Data supplied |
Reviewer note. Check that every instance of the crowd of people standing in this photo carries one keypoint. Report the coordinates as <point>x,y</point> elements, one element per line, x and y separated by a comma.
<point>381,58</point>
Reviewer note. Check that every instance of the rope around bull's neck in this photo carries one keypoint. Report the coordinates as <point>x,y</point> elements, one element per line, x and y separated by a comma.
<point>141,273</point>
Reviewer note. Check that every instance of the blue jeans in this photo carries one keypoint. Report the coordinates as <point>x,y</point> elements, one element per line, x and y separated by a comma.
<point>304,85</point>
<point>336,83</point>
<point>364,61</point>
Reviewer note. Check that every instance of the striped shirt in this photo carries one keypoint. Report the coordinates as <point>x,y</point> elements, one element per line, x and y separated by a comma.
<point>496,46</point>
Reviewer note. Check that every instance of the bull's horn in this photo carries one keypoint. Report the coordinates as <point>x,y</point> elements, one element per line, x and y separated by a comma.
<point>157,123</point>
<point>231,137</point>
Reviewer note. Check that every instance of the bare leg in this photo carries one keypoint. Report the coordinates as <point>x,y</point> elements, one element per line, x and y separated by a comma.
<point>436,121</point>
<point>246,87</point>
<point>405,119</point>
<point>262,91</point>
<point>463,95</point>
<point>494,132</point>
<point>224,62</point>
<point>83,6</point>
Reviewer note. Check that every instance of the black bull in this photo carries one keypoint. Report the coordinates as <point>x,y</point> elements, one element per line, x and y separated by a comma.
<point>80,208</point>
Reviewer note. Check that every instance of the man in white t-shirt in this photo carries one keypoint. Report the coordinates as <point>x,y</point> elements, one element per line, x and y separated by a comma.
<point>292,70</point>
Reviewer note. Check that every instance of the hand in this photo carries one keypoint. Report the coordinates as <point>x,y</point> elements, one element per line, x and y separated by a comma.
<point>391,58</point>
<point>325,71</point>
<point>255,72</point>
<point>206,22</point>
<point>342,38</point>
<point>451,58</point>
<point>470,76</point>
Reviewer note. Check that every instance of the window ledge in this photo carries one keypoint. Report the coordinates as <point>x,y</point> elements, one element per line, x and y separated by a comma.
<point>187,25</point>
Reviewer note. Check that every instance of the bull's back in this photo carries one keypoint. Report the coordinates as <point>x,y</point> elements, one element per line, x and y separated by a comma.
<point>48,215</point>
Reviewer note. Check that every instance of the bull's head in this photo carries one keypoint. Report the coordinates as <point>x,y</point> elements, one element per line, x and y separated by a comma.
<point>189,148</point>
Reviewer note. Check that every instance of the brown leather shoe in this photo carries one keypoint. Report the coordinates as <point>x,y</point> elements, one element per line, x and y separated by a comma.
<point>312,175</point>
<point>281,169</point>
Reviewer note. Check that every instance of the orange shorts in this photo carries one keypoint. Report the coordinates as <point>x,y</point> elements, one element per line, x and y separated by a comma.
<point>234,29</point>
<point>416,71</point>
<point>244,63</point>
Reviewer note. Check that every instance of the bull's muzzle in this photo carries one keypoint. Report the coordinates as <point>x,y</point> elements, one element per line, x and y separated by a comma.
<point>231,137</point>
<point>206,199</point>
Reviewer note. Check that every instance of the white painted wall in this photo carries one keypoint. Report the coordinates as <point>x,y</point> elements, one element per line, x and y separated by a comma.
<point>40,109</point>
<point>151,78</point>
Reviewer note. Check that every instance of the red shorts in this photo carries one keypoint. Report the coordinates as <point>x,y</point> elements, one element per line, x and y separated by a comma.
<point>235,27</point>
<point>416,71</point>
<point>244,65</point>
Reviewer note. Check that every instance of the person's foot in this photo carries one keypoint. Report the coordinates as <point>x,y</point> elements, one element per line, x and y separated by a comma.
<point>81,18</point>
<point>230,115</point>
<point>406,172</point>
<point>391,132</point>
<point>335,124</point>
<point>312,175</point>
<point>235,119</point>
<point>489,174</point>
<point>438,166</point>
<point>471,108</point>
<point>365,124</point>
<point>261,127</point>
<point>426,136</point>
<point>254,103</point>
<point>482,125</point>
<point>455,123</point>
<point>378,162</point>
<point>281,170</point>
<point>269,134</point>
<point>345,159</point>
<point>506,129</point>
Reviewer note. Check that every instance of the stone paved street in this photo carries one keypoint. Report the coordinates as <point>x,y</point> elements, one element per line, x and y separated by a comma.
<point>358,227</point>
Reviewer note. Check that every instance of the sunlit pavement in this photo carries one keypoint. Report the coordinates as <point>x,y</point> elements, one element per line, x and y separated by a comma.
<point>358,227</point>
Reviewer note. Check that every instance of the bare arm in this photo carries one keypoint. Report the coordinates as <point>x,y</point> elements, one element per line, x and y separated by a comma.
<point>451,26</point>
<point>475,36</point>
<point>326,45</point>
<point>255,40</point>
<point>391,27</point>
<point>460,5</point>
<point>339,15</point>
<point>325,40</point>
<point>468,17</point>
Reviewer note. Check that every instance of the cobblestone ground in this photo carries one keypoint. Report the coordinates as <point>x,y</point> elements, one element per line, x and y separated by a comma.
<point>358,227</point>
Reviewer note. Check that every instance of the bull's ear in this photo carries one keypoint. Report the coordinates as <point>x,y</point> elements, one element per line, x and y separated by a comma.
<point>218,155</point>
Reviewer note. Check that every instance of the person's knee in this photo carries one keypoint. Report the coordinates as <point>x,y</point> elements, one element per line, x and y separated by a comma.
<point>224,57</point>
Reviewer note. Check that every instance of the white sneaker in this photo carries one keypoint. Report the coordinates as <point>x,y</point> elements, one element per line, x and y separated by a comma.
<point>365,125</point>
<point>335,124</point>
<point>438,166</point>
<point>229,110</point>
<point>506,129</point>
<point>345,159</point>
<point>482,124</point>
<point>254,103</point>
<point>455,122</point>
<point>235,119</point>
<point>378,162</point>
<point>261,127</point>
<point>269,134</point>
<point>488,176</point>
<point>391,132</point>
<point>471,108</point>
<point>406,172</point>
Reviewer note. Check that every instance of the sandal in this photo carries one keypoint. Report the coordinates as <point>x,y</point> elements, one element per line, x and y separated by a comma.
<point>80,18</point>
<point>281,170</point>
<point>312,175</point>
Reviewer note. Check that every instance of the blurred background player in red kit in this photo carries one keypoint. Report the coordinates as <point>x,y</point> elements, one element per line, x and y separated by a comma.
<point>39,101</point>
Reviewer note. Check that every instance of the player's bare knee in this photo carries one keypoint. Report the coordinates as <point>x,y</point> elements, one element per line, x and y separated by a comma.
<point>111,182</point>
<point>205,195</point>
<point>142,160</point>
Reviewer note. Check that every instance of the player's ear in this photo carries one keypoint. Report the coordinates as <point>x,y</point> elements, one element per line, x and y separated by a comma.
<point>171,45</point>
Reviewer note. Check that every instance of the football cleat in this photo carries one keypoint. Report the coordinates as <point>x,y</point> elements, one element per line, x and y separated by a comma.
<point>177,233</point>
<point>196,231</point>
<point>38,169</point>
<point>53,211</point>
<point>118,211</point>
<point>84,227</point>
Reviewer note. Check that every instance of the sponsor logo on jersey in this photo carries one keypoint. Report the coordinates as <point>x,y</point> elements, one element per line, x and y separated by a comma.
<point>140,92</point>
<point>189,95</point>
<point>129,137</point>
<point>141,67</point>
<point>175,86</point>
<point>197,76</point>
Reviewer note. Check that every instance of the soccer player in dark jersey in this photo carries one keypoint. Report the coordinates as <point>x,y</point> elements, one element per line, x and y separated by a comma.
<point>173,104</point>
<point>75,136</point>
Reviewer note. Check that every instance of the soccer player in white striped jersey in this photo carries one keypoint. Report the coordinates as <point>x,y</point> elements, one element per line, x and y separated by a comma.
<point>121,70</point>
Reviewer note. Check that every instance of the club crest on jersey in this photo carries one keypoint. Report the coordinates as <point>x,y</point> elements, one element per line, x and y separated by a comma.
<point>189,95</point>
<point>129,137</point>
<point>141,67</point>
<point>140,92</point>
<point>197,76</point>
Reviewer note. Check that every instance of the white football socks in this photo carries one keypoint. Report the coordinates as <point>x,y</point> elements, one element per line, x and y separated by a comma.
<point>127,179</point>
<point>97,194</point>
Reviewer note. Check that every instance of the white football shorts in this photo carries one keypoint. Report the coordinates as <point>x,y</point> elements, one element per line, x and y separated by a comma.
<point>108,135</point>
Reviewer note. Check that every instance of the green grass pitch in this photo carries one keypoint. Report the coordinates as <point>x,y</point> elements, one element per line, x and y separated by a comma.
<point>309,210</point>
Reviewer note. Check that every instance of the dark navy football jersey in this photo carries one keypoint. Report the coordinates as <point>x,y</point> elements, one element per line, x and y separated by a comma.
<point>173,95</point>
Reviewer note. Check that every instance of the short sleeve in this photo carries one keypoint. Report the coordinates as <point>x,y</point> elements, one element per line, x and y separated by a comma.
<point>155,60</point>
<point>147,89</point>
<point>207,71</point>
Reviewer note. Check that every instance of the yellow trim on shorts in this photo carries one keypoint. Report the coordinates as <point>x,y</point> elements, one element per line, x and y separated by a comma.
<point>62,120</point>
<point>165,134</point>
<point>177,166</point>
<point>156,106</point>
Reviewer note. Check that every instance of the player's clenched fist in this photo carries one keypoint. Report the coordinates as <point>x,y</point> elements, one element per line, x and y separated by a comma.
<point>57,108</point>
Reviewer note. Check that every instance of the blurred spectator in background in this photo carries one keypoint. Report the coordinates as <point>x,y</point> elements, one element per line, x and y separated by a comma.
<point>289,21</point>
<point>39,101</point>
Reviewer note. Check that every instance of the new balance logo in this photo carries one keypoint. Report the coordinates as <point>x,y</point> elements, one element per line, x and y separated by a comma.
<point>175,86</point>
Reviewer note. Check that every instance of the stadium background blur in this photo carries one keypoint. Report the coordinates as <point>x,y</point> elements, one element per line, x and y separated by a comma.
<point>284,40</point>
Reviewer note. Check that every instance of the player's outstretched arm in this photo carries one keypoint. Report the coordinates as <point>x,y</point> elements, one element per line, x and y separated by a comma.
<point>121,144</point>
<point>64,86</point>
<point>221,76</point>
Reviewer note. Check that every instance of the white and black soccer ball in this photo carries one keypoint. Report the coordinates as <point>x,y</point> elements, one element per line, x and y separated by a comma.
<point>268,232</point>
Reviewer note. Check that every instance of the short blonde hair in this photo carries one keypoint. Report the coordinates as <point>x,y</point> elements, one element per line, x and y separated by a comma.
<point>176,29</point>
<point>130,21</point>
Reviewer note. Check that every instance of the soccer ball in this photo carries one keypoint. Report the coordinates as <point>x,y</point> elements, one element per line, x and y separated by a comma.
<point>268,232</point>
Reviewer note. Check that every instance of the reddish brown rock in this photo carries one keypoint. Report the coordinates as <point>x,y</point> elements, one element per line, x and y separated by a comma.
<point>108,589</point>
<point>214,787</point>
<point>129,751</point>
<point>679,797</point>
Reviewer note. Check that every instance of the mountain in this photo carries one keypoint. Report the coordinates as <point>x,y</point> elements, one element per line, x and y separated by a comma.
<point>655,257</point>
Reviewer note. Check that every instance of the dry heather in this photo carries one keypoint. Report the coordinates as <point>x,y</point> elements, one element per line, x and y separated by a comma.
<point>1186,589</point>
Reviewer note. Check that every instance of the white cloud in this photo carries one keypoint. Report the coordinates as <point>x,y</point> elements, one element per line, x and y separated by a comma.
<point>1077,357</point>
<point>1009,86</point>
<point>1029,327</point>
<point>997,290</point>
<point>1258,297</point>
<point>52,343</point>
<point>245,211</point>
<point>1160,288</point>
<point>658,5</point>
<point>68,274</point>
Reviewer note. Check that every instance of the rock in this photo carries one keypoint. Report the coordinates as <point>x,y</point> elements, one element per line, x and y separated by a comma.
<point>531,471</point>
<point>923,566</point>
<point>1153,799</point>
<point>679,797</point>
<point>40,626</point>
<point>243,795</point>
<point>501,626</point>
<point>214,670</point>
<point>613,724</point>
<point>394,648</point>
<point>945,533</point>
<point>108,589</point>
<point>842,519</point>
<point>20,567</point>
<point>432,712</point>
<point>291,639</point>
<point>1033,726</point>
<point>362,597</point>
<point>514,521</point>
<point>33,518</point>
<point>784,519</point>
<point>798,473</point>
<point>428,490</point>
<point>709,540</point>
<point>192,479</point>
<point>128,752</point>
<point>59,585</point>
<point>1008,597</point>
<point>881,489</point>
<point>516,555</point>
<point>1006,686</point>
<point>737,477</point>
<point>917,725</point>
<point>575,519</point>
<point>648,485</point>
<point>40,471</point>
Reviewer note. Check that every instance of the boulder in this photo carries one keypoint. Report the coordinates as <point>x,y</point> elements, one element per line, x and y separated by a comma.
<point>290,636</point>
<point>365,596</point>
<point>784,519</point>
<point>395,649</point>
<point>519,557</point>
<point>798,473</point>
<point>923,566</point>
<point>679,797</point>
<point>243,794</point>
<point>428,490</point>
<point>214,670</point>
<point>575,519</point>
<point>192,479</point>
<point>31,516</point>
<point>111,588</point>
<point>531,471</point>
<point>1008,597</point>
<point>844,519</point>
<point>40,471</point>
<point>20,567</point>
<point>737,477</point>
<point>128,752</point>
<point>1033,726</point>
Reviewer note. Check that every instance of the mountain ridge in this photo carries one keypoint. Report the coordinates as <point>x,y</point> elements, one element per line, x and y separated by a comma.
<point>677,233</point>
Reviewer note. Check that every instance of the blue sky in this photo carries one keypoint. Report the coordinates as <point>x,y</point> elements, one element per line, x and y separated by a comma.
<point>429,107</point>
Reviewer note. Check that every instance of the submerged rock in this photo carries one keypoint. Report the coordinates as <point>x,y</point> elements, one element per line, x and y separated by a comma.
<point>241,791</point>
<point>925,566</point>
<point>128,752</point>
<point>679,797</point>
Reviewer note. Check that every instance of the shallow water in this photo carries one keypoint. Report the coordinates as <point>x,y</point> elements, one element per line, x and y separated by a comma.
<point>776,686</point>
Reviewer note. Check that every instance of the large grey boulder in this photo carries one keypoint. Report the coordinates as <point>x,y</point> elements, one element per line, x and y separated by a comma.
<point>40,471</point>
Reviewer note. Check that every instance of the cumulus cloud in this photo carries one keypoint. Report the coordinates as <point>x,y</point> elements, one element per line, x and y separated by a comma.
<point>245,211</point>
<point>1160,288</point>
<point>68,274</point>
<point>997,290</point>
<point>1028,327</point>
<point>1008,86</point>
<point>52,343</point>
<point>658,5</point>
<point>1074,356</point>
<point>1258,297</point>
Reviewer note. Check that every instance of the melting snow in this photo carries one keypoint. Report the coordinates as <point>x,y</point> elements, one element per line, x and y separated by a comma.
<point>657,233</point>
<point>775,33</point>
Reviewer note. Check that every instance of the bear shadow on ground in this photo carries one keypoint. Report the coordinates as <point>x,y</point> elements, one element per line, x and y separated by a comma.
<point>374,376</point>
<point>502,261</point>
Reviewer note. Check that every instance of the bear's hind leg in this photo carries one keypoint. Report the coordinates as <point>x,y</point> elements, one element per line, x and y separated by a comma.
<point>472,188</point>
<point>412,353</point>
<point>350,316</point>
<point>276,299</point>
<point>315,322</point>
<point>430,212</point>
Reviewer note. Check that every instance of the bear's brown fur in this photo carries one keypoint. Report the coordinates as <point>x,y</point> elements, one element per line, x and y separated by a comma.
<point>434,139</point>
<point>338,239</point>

What is required | Take the line that contains "Reviewer note. Check that every instance of the cumulus" and each line after it down to the last of the records, and retype them exactly; add nothing else.

Answer to the exercise |
Reviewer note. Check that every instance of the cumulus cloud in this photo carries one keypoint. Report the coordinates as <point>x,y</point> elements, one element per line, x and y separated by a comma.
<point>245,211</point>
<point>1160,288</point>
<point>68,274</point>
<point>997,290</point>
<point>1028,327</point>
<point>1008,86</point>
<point>52,343</point>
<point>658,5</point>
<point>1074,356</point>
<point>1258,297</point>
Reviewer note. Check that every instance of the melting snow in this photo carries one keypoint. Report the coordinates as <point>x,y</point> elements, one element per line, x and y separated by a comma.
<point>657,233</point>
<point>775,33</point>
Reviewer note. Check that every instance of the bear shadow on ground in this photo carries one keypoint. Report the coordinates as <point>x,y</point> elements, one element per line, x and y separated by a comma.
<point>374,376</point>
<point>502,261</point>
Reviewer note. Check that every instance of the bear's hind leg in this photo carries one keypoint. Report the coordinates as <point>x,y</point> elements, one element per line, x and y separated by a comma.
<point>472,188</point>
<point>412,353</point>
<point>350,316</point>
<point>276,299</point>
<point>315,322</point>
<point>430,212</point>
Reviewer note. Check that every instance of the bear's brown fur in this photo carries one keypoint. Report the coordinates as <point>x,y</point> elements, one element per line, x and y separated by a comma.
<point>434,139</point>
<point>338,239</point>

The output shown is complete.